Kutipan yang Disediakan.
-*-

Hukum Memakan Bekicot dalam Islam: Tinjauan Dalil dan Pendapat Ulama

Media Al Ahkam Mei 23, 2025 19 Views
Share:

Bekicot, atau yang dikenal juga sebagai keong darat, merupakan hewan yang sering ditemui di lingkungan lembap, seperti kebun atau persawahan. Di beberapa negara, bekicot dijadikan sebagai bahan makanan, sementara di tempat lain dianggap sebagai hama. Namun, bagaimana hukum memakan bekicot dalam Islam? Apakah halal atau haram?

Artikel ini akan membahas hukum mengonsumsi bekicot berdasarkan dalil Al-Qur’an, hadis, serta pendapat ulama.

-*-

Cuplikan Materi.
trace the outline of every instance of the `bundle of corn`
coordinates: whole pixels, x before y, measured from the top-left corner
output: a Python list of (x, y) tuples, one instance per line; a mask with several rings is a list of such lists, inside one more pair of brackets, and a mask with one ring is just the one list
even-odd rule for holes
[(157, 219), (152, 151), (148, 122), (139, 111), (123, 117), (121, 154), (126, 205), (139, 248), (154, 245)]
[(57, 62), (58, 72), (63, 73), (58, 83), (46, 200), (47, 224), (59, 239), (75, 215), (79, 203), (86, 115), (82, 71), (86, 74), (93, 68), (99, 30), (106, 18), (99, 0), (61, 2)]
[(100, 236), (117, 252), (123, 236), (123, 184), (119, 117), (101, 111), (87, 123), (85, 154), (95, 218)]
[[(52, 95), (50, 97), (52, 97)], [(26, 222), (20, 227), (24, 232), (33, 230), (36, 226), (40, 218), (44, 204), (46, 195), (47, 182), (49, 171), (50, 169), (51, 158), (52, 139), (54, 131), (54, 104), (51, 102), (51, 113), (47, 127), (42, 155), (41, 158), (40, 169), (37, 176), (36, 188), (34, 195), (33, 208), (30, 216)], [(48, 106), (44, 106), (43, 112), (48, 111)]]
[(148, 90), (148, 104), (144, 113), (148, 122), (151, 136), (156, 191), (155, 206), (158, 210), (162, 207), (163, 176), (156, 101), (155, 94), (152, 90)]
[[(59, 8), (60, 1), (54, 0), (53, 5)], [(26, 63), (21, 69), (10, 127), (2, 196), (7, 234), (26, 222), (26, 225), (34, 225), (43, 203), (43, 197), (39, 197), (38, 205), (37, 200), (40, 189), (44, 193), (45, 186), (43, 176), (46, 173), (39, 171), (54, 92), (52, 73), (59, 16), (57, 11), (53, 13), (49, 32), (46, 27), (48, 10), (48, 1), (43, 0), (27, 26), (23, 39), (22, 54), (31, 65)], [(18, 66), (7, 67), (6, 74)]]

-*-

Ketentuan Tugas.
Lanjutkan artikel tentang hukum memakan bekicot dalam Islam, dimulai setelah kalimat terakhir yang ditampilkan.

Jawaban yang Diharapkan.
1. Klasifikasi Bekicot dalam Islam

Sebelum menentukan hukumnya, penting untuk memahami status bekicot dalam Islam. Bekicot termasuk hewan yang hidup di darat dan tidak memiliki darah yang mengalir (tidak termasuk dalam kategori hewan yang disembelih). Oleh karena itu, status halal atau haramnya perlu dikaji berdasarkan kriteria hewan yang dihalalkan dan diharamkan dalam syariat Islam.

2. Dalil Umum tentang Hewan yang Halal dan Haram

Allah SWT berfirman dalam Al-Qur’an:

وَيُحِلُّ لَهُمُ الطَّيِّبَاتِ وَيُحَرِّمُ عَلَيْهِمُ الْخَبَائِثَ

“Dan (Rasul) yang menghalalkan segala yang baik bagi mereka dan mengharamkan segala yang buruk bagi mereka.” (QS. Al-A’raf: 157)

Ayat ini menjadi dasar bahwa segala sesuatu yang baik (thayyib) dihalalkan, sedangkan yang buruk (khabits) diharamkan. Namun, apakah bekicot termasuk dalam kategori thayyib atau khabits?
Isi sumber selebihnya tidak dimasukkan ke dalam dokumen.